━━━ SOURCE EXTRACT

The news cycle moves on. What has knocked coronavirus and a royal death off of the headlines this week? That’s right, it’s football and proposals for a European Super League. The plan is for 12 of the richest and largest clubs in Europe to break away from their national leagues to form their own competition, this will include 6 English teams. Note that the basis for membership will not be on who finished in the top 3 or 4 places in the league this season or who won the cup, nor will there be promotion and relegation. You join on the basis of invitation and that is clearly based on history and wealth not on current ability.
The story is dominating newspaper headlines and social media conversations to such an extent that it prompted Ben Lindsay to ask this question.
Well, I want to suggest that the fact that it is dominating the headlines is actually helpful because it does the useful job of exposing where our idolatry is. It exposes what we worship. First of all it does so because Ben Lindsay is right. If you are more angry about your chosen team refusing to listen to the fans than you are about racial injustice then things are out of perspective. If you are more worried about the lower league team you support struggling than your local church closing down then, as important and precious as that team are in the community you have got your priorities wrong and if we can be so easily distracted from controversies about lobbying and NHS contracts by a story like this then there is something deeply unhealthy, rotten even about our democracy, We need to recognise that our football teams can take the place of God as we look to them to provide joy, satisfaction, hope and comfort. Bradford City supporters of course can tell you that football can offer none of these things on a consistent long term basis!

━━━━━━

• PROBLEMS TO WORK ON:
1) According to the Super League commentary, how many clubs would break away to form the European Super League?
2) List everything the Super League commentary says people look to their football teams to provide.
The items after this point have no connection to the Super League commentary.

━━━ SUPPLIED RECORDS

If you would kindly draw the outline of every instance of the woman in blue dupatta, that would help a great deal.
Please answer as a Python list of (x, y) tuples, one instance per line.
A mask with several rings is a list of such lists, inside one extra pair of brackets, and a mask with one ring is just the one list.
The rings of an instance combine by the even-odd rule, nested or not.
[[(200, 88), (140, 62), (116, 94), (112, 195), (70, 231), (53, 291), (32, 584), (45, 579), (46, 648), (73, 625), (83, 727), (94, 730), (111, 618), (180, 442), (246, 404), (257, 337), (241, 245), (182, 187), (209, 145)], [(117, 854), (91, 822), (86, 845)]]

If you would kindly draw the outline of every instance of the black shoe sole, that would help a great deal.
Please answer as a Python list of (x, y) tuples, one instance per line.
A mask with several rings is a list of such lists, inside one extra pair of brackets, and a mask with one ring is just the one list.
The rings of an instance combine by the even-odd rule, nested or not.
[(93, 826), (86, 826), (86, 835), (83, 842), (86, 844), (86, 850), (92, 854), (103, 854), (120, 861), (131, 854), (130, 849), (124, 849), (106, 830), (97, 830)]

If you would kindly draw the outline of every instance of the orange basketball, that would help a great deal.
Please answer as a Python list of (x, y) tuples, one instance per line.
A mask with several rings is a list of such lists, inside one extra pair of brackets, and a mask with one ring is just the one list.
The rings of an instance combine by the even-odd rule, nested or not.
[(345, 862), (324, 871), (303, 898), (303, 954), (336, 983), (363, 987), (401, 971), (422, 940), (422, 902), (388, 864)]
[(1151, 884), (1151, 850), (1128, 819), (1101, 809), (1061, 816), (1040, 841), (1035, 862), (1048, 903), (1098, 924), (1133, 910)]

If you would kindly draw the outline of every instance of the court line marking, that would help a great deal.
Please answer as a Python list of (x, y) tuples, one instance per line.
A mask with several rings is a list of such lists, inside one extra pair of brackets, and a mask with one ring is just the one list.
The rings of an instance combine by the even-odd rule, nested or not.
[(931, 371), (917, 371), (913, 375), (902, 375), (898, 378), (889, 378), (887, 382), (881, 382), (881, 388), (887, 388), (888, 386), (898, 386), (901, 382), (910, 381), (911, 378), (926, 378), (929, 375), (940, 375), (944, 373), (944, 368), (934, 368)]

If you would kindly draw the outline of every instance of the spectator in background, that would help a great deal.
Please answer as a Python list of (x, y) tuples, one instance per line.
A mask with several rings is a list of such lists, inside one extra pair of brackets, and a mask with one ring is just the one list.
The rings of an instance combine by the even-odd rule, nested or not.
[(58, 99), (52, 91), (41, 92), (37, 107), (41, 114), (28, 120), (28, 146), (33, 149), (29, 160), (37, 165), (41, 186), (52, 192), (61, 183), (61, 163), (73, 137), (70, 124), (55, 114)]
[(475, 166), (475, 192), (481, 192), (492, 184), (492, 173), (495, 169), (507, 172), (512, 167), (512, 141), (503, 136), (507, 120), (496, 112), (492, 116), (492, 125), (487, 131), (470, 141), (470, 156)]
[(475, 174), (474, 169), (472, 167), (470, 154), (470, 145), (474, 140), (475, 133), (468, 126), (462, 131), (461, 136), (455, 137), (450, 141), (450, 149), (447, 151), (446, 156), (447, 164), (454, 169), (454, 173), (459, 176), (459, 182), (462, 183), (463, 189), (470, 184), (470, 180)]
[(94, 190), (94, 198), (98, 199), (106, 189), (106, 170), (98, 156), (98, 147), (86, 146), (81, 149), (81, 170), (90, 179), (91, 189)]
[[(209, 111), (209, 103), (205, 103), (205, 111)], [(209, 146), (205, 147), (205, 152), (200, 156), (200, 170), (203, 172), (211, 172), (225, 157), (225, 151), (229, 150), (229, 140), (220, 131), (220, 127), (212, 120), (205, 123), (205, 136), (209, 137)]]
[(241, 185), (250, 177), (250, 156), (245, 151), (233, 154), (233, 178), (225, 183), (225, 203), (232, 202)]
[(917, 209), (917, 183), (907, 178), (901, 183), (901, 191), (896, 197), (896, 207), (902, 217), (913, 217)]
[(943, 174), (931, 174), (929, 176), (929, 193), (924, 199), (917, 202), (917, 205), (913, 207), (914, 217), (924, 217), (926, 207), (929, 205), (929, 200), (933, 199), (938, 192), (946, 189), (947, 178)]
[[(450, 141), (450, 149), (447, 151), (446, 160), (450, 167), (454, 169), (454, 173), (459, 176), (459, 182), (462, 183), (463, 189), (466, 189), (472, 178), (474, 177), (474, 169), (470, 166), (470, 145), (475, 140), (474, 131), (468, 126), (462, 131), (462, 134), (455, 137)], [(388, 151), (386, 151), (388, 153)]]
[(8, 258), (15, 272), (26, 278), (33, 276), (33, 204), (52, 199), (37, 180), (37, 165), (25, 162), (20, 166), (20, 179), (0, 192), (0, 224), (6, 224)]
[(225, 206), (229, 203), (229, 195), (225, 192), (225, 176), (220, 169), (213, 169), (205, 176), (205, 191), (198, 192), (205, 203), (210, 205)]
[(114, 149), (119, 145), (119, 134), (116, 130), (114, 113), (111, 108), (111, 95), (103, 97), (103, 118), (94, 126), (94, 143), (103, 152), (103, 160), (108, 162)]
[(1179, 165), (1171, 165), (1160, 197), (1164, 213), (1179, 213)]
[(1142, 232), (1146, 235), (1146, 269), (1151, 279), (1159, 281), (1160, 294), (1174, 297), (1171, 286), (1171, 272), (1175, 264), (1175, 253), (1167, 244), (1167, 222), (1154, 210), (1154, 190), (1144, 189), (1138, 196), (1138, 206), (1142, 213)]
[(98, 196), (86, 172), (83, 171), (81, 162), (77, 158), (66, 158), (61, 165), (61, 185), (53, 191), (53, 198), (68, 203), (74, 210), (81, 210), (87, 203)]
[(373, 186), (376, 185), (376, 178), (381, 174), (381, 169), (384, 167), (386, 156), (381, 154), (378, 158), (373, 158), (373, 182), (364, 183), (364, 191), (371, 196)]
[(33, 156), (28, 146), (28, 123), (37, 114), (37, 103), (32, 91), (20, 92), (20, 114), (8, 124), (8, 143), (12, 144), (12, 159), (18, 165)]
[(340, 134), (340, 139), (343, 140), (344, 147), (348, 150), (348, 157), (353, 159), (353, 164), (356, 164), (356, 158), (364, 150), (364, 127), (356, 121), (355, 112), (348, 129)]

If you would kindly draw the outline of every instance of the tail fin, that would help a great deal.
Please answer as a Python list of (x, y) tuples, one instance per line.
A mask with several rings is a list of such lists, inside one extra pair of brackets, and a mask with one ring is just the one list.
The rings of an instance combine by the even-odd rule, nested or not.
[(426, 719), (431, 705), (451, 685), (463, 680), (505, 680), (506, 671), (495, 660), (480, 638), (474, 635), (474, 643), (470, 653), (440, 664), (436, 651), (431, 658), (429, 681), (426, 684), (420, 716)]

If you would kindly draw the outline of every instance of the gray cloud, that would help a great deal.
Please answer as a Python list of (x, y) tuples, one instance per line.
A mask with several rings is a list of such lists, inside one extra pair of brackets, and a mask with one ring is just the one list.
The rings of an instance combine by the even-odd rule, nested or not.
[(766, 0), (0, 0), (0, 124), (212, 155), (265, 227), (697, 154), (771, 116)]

━━━━━━

• RESULTS IN ORDER:
1) Twelve clubs, six of them English.

2) Joy, satisfaction, hope, comfort